(Required action) Update the items from the very start through the line holding "positive clicks: (566, 241)", inclusive, swapping "rough mask" for "coarse mask" and keeping everything else the same. Leave the pictures out of your answer.

(Records to process)
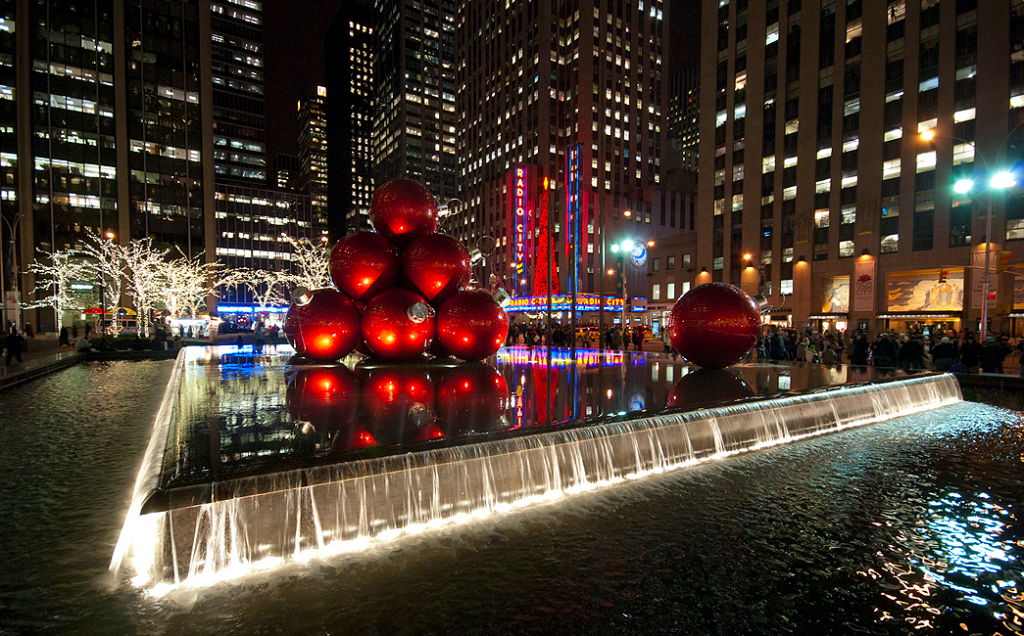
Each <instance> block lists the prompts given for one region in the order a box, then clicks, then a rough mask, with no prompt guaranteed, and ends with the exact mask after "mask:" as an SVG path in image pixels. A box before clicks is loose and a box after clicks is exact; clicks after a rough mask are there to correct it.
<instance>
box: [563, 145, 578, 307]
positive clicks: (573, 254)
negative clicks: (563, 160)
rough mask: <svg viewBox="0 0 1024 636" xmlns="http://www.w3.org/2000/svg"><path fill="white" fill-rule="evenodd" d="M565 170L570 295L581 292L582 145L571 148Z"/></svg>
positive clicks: (566, 241)
mask: <svg viewBox="0 0 1024 636" xmlns="http://www.w3.org/2000/svg"><path fill="white" fill-rule="evenodd" d="M565 160H566V162H567V166H566V170H565V226H566V228H567V229H568V231H567V232H565V255H566V257H568V255H569V254H571V255H572V264H571V266H569V267H568V269H569V284H568V285H567V286H566V289H567V290H568V292H569V294H573V295H575V294H578V293H579V292H580V144H579V143H577V144H575V145H571V146H569V152H568V155H567V156H566V158H565Z"/></svg>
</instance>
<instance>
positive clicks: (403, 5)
mask: <svg viewBox="0 0 1024 636" xmlns="http://www.w3.org/2000/svg"><path fill="white" fill-rule="evenodd" d="M375 11H376V15H377V31H376V42H377V50H376V54H377V57H376V59H375V61H374V77H375V80H376V85H377V95H376V98H375V102H376V115H375V121H374V156H375V158H376V162H377V163H376V168H375V170H374V179H375V181H376V182H377V183H384V182H386V181H388V180H390V179H393V178H396V177H402V178H408V179H412V180H414V181H419V182H421V183H422V184H423V185H424V186H426V188H427V189H429V190H430V192H431V193H433V195H434V196H435V197H438V198H439V199H441V200H442V201H446V200H447V199H451V198H455V197H459V196H460V195H459V192H458V188H457V186H456V125H457V123H456V117H455V112H456V105H455V101H456V81H455V2H454V0H425V1H423V2H404V1H403V0H376V2H375Z"/></svg>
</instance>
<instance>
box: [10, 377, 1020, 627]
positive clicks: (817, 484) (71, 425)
mask: <svg viewBox="0 0 1024 636" xmlns="http://www.w3.org/2000/svg"><path fill="white" fill-rule="evenodd" d="M169 374H170V363H114V364H103V365H90V366H85V367H80V368H74V369H70V370H67V371H65V372H61V373H59V374H57V375H54V376H51V377H48V378H46V379H43V380H40V381H37V382H34V383H31V384H29V385H26V386H23V387H19V388H18V389H17V390H15V391H6V392H3V393H0V497H2V499H0V528H2V532H0V539H2V550H3V553H2V556H3V559H2V565H0V567H2V569H0V633H3V634H8V633H9V634H20V633H61V634H62V633H69V634H136V633H137V634H206V633H218V634H219V633H226V634H233V633H237V634H447V633H459V634H521V633H537V634H542V633H543V634H729V635H736V634H856V633H870V634H909V633H913V634H995V633H1000V634H1005V635H1007V634H1014V633H1017V634H1024V627H1022V622H1024V613H1022V612H1024V566H1022V564H1021V559H1022V557H1024V524H1022V518H1021V510H1020V507H1021V505H1022V504H1024V501H1022V499H1024V463H1022V452H1024V414H1022V413H1021V412H1018V411H1010V410H1005V409H999V408H995V407H990V406H985V405H980V404H970V402H968V404H964V405H958V406H954V407H950V408H947V409H944V410H941V411H937V412H932V413H927V414H923V415H919V416H913V417H909V418H903V419H901V420H897V421H893V422H889V423H885V424H879V425H874V426H870V427H866V428H862V429H856V430H852V431H847V432H843V433H839V434H834V435H829V436H825V437H819V438H814V439H809V440H804V441H800V442H797V443H794V444H790V446H786V447H783V448H776V449H772V450H768V451H764V452H758V453H753V454H746V455H742V456H738V457H733V458H729V459H727V460H725V461H722V462H715V463H710V464H707V465H702V466H699V467H696V468H692V469H689V470H684V471H679V472H676V473H673V474H669V475H660V476H656V477H651V478H647V479H644V480H642V481H638V482H632V483H628V484H625V485H621V486H614V487H610V489H607V490H604V491H599V492H597V493H590V494H585V495H582V496H577V497H574V498H571V499H568V500H564V501H560V502H555V503H553V504H549V505H546V506H540V507H535V508H529V509H525V510H520V511H518V512H515V513H512V514H509V515H505V516H501V517H498V518H493V519H481V520H476V521H473V522H470V523H468V524H465V525H461V526H455V527H449V528H443V529H438V531H435V532H433V533H427V534H424V535H417V536H414V537H408V538H404V539H402V540H399V541H396V542H394V543H391V544H387V545H385V546H382V547H378V548H375V549H374V551H372V552H368V553H360V554H351V555H342V556H335V557H332V558H330V559H326V560H324V561H316V562H312V563H310V564H307V565H292V566H289V567H288V568H286V569H284V570H281V571H278V573H274V574H272V575H267V576H265V577H262V578H250V579H246V580H243V581H241V582H239V583H238V584H234V585H223V586H218V587H215V588H212V589H207V590H203V591H199V592H180V593H173V594H172V595H170V596H168V597H164V598H161V599H153V598H145V597H144V596H143V595H142V594H141V593H139V592H137V591H135V590H132V589H130V588H129V587H128V586H127V584H121V585H120V586H118V587H115V588H109V587H105V586H104V585H102V575H103V573H104V571H105V568H106V566H108V564H109V561H110V556H111V552H112V550H113V545H114V542H115V540H116V538H117V534H118V532H119V529H120V525H121V521H122V518H123V515H124V512H125V509H126V507H127V503H128V498H129V495H130V490H131V486H132V483H133V480H134V476H135V471H136V469H137V467H138V463H139V461H140V458H141V454H142V450H143V449H144V447H145V442H146V440H147V438H148V432H150V430H148V429H150V426H151V424H152V421H153V416H154V414H155V412H156V408H157V406H158V404H159V401H160V398H161V396H162V392H163V387H164V384H165V383H166V380H167V378H168V376H169Z"/></svg>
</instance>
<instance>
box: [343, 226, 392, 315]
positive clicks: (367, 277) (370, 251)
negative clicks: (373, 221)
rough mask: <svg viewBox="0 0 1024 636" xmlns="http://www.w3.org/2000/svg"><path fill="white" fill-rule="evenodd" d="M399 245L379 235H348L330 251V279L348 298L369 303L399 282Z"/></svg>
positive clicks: (363, 233) (367, 234) (357, 231)
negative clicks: (330, 260)
mask: <svg viewBox="0 0 1024 636" xmlns="http://www.w3.org/2000/svg"><path fill="white" fill-rule="evenodd" d="M400 273H401V260H400V259H399V256H398V248H396V247H395V246H394V245H393V244H391V242H390V241H388V240H387V239H385V238H384V237H382V236H380V235H375V234H373V232H371V231H357V232H355V234H353V235H348V236H347V237H345V238H344V239H342V240H341V241H339V242H338V243H337V245H335V246H334V250H333V251H332V252H331V280H332V281H334V284H335V286H336V287H337V288H338V289H339V290H340V291H341V292H342V293H343V294H346V295H347V296H348V297H349V298H352V299H354V300H356V301H357V302H362V303H366V302H368V301H369V300H370V299H371V298H373V297H374V296H376V295H377V294H379V293H381V292H383V291H385V290H389V289H391V288H392V287H394V286H395V285H396V284H397V283H398V277H399V274H400Z"/></svg>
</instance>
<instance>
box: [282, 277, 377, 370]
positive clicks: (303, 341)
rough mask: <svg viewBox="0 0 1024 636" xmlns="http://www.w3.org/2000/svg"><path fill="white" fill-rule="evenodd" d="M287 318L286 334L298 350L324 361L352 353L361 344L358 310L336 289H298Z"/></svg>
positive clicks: (292, 345)
mask: <svg viewBox="0 0 1024 636" xmlns="http://www.w3.org/2000/svg"><path fill="white" fill-rule="evenodd" d="M292 295H293V298H294V299H295V301H294V302H293V303H292V306H291V307H289V308H288V315H287V316H286V317H285V337H286V338H288V342H289V344H291V345H292V346H293V347H294V348H295V350H296V351H297V352H299V353H301V354H303V355H307V356H309V357H311V358H313V359H317V361H322V362H331V361H336V359H338V358H339V357H344V356H345V355H348V354H349V353H351V351H352V349H354V348H355V345H357V344H358V343H359V328H360V320H359V310H358V309H357V308H356V306H355V303H354V302H352V300H351V299H350V298H348V297H347V296H345V295H344V294H341V293H339V292H336V291H335V290H333V289H322V290H316V291H315V292H311V293H310V292H307V291H305V290H303V289H302V288H296V290H295V291H294V292H293V293H292Z"/></svg>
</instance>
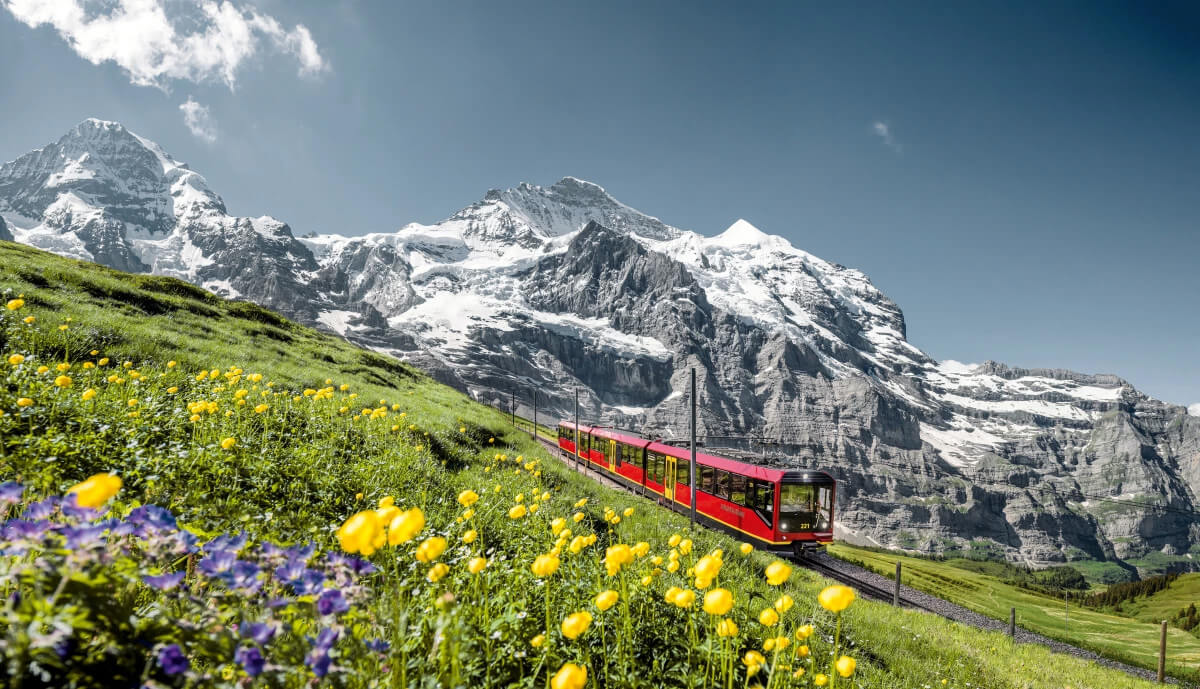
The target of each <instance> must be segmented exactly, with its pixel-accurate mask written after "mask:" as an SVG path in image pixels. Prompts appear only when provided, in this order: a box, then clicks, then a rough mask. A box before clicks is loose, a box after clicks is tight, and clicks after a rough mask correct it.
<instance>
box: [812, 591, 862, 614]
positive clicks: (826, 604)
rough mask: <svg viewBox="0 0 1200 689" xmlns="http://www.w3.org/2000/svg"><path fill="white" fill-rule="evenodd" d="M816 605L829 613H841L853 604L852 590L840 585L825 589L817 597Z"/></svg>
mask: <svg viewBox="0 0 1200 689" xmlns="http://www.w3.org/2000/svg"><path fill="white" fill-rule="evenodd" d="M817 603H820V604H821V607H824V609H826V610H828V611H829V612H841V611H842V610H846V609H847V607H850V604H851V603H854V589H853V588H850V587H848V586H841V585H834V586H829V587H826V588H824V591H822V592H821V593H820V594H818V595H817Z"/></svg>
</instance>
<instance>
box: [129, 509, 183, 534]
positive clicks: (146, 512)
mask: <svg viewBox="0 0 1200 689" xmlns="http://www.w3.org/2000/svg"><path fill="white" fill-rule="evenodd" d="M125 519H126V520H127V521H128V522H130V523H133V525H137V526H146V527H151V528H155V529H158V531H174V529H176V528H179V526H178V523H176V522H175V515H173V514H170V511H169V510H167V509H164V508H161V507H158V505H142V507H138V508H133V509H132V510H130V515H128V516H127V517H125Z"/></svg>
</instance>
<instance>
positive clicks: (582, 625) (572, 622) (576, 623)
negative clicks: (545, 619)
mask: <svg viewBox="0 0 1200 689" xmlns="http://www.w3.org/2000/svg"><path fill="white" fill-rule="evenodd" d="M590 625H592V613H590V612H588V611H582V612H576V613H572V615H568V616H566V619H564V621H563V624H562V627H563V636H565V637H568V639H571V640H574V639H578V636H580V635H581V634H583V633H584V631H587V630H588V627H590Z"/></svg>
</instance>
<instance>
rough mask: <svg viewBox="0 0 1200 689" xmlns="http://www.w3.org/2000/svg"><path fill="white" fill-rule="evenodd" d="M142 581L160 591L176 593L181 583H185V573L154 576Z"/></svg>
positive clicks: (144, 576) (176, 572)
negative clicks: (175, 590) (184, 574)
mask: <svg viewBox="0 0 1200 689" xmlns="http://www.w3.org/2000/svg"><path fill="white" fill-rule="evenodd" d="M142 581H144V582H146V585H148V586H152V587H155V588H157V589H158V591H174V588H175V587H176V586H179V583H180V582H181V581H184V573H182V571H176V573H173V574H154V575H146V576H143V577H142Z"/></svg>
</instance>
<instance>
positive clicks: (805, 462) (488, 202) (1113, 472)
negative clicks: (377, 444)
mask: <svg viewBox="0 0 1200 689" xmlns="http://www.w3.org/2000/svg"><path fill="white" fill-rule="evenodd" d="M0 218H2V220H0V239H4V238H6V236H7V235H8V234H6V233H10V234H11V236H12V238H14V239H16V240H17V241H23V242H26V244H32V245H35V246H40V247H43V248H47V250H49V251H54V252H58V253H62V254H67V256H73V257H77V258H84V259H89V260H96V262H98V263H103V264H106V265H112V266H114V268H119V269H122V270H132V271H152V272H157V274H163V275H172V276H176V277H180V278H182V280H187V281H190V282H193V283H197V284H200V286H203V287H206V288H209V289H211V290H214V292H217V293H218V294H223V295H227V296H234V298H242V299H250V300H253V301H257V302H260V304H263V305H265V306H269V307H272V308H277V310H280V311H282V312H284V313H287V314H289V316H292V317H294V318H298V319H300V320H305V322H308V323H312V324H314V325H318V326H322V328H325V329H329V330H332V331H335V332H338V334H341V335H343V336H346V337H348V338H350V340H353V341H355V342H359V343H361V344H364V346H367V347H372V348H376V349H379V351H383V352H388V353H391V354H395V355H397V357H401V358H404V359H409V360H412V361H414V363H416V364H418V365H420V366H422V367H424V369H425V370H427V371H428V372H430V373H431V375H433V376H434V377H437V378H439V379H442V381H444V382H446V383H450V384H452V385H456V387H458V388H460V389H463V390H467V391H469V393H470V394H472V395H474V396H475V397H476V399H480V400H482V401H487V402H492V403H502V405H503V403H508V400H509V397H510V394H511V393H512V391H514V390H517V399H518V403H520V406H521V411H522V413H529V412H530V407H532V396H530V395H532V391H533V390H534V389H536V390H538V391H539V402H538V406H539V408H540V409H541V413H542V414H544V418H546V417H550V415H551V414H563V415H565V414H568V413H569V411H570V409H571V408H572V406H574V401H575V390H576V389H578V390H580V395H581V397H580V399H581V407H582V409H583V412H582V413H583V415H584V418H587V419H595V420H604V421H606V423H610V424H613V425H618V426H636V427H640V429H650V430H654V431H655V432H658V433H660V435H664V436H671V435H682V433H684V432H685V430H686V407H685V403H686V400H685V397H684V396H683V394H682V391H683V390H684V389H685V381H686V377H688V370H689V369H690V367H692V366H695V367H697V370H698V372H700V381H701V424H702V429H701V435H703V436H707V437H709V444H713V445H715V444H736V443H737V442H734V441H728V439H725V441H722V439H720V438H719V437H722V436H738V437H748V436H749V437H756V438H767V439H769V441H770V442H772V444H762V443H746V442H742V444H743V445H744V447H743V450H746V451H752V453H755V454H760V456H761V457H762V461H766V462H772V463H790V465H806V466H820V467H824V468H828V469H830V471H832V472H834V473H835V474H836V475H838V477H839V478H840V479H841V480H842V489H841V492H840V496H839V505H840V507H841V509H842V511H841V515H840V517H839V529H840V532H841V535H842V537H845V538H851V539H857V540H859V541H864V543H877V544H886V545H900V546H905V547H914V549H922V550H930V551H942V550H947V549H950V547H964V546H967V545H970V544H974V547H979V544H980V543H988V544H989V546H988V547H990V549H995V550H996V551H997V552H1002V553H1004V555H1007V556H1008V557H1010V558H1014V559H1025V561H1031V562H1050V561H1062V559H1069V558H1076V557H1093V558H1106V559H1112V561H1116V562H1121V561H1130V559H1136V558H1139V557H1142V556H1145V555H1147V553H1150V552H1152V551H1162V552H1165V553H1168V555H1178V556H1183V555H1184V553H1186V552H1187V551H1188V550H1189V549H1192V547H1193V546H1194V545H1196V544H1200V529H1196V527H1195V526H1194V525H1193V522H1192V520H1190V517H1189V516H1188V515H1186V514H1183V513H1184V511H1186V510H1192V509H1194V508H1195V504H1196V502H1198V501H1196V495H1198V491H1200V418H1198V417H1194V415H1188V413H1187V409H1184V408H1183V407H1180V406H1172V405H1166V403H1163V402H1159V401H1156V400H1152V399H1148V397H1146V396H1145V395H1142V394H1140V393H1139V391H1136V390H1135V389H1134V388H1133V387H1130V385H1129V384H1127V383H1124V382H1123V381H1121V379H1120V378H1116V377H1114V376H1082V375H1078V373H1072V372H1068V371H1046V370H1020V369H1009V367H1007V366H1003V365H1001V364H995V363H985V364H982V365H974V366H968V365H962V364H958V363H954V361H941V363H938V361H935V360H932V359H931V358H929V357H928V355H925V354H924V353H923V352H920V349H918V348H917V347H913V346H912V344H910V343H908V342H907V341H906V337H905V322H904V314H902V312H901V311H900V308H899V307H898V306H896V305H895V304H894V302H893V301H890V300H889V299H888V298H887V296H886V295H883V294H882V293H881V292H880V290H878V289H877V288H876V287H875V286H872V284H871V282H870V280H869V278H868V277H866V276H865V275H863V274H862V272H859V271H857V270H853V269H850V268H845V266H841V265H838V264H834V263H829V262H827V260H823V259H821V258H817V257H815V256H812V254H809V253H806V252H804V251H802V250H799V248H796V247H793V246H792V245H791V244H790V242H788V241H787V240H786V239H784V238H781V236H776V235H769V234H766V233H763V232H761V230H760V229H757V228H755V227H754V226H752V224H750V223H749V222H746V221H744V220H739V221H737V222H734V223H733V224H732V226H730V228H728V229H727V230H725V232H724V233H721V234H719V235H716V236H703V235H700V234H696V233H694V232H688V230H685V229H680V228H676V227H672V226H668V224H666V223H664V222H662V221H660V220H658V218H655V217H650V216H648V215H646V214H642V212H640V211H637V210H635V209H631V208H629V206H626V205H624V204H622V203H619V202H618V200H616V199H613V198H612V197H611V196H610V194H608V193H606V192H605V190H604V188H601V187H600V186H596V185H594V184H592V182H587V181H583V180H578V179H575V178H564V179H563V180H560V181H558V182H557V184H554V185H551V186H547V187H541V186H534V185H528V184H522V185H520V186H517V187H515V188H509V190H492V191H488V192H487V193H486V194H485V196H484V198H482V199H481V200H479V202H475V203H472V204H470V205H468V206H466V208H463V209H462V210H460V211H458V212H455V214H454V215H451V216H450V217H448V218H446V220H444V221H442V222H438V223H433V224H419V223H410V224H407V226H403V227H401V228H400V229H398V230H396V232H388V233H377V234H366V235H361V236H342V235H308V236H302V238H300V239H296V238H295V236H293V233H292V230H290V228H289V227H288V226H287V224H286V223H283V222H280V221H277V220H275V218H271V217H268V216H263V217H254V218H251V217H233V216H229V215H228V211H227V209H226V206H224V203H223V202H222V200H221V198H220V197H218V196H217V194H216V193H214V192H212V191H211V190H210V188H209V186H208V184H206V182H205V180H204V179H203V178H202V176H200V175H199V174H197V173H194V172H192V170H191V169H188V168H187V166H186V164H182V163H180V162H178V161H175V160H174V158H172V157H170V156H169V155H167V154H166V152H163V151H162V150H161V149H160V148H158V146H157V145H156V144H154V143H151V142H149V140H146V139H144V138H142V137H138V136H137V134H133V133H132V132H128V131H127V130H125V128H124V127H122V126H121V125H119V124H114V122H103V121H100V120H88V121H84V122H82V124H80V125H79V126H77V127H76V128H73V130H72V131H71V132H68V133H67V134H65V136H64V137H62V138H61V139H60V140H59V142H56V143H54V144H49V145H47V146H44V148H42V149H40V150H36V151H32V152H30V154H28V155H25V156H22V157H20V158H18V160H17V161H13V162H11V163H6V164H5V166H2V167H0ZM4 221H6V222H4ZM5 226H7V230H6V229H5ZM1114 501H1116V502H1114ZM1130 501H1136V502H1139V503H1147V502H1150V503H1154V504H1160V505H1166V507H1169V508H1171V510H1157V511H1156V510H1147V509H1145V508H1142V507H1133V505H1130V504H1129V502H1130ZM1172 510H1175V511H1172ZM1121 567H1126V565H1124V564H1121Z"/></svg>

(Solution to this problem)
Each <instance> block lists the prompts given for one region in the order a box, then clicks, then a coarse mask, with no prompt guaranteed, and ends with the exact mask after "mask:" as an SVG path in image pixels. A box before clicks is loose and a box after clicks is exact; clicks after a coarse mask are there to correct it.
<instance>
box: [563, 145, 578, 307]
positive clicks: (573, 254)
negative clicks: (563, 160)
coarse mask: <svg viewBox="0 0 1024 636" xmlns="http://www.w3.org/2000/svg"><path fill="white" fill-rule="evenodd" d="M565 170L570 295L581 292L582 145L571 148Z"/></svg>
positive clicks: (566, 241)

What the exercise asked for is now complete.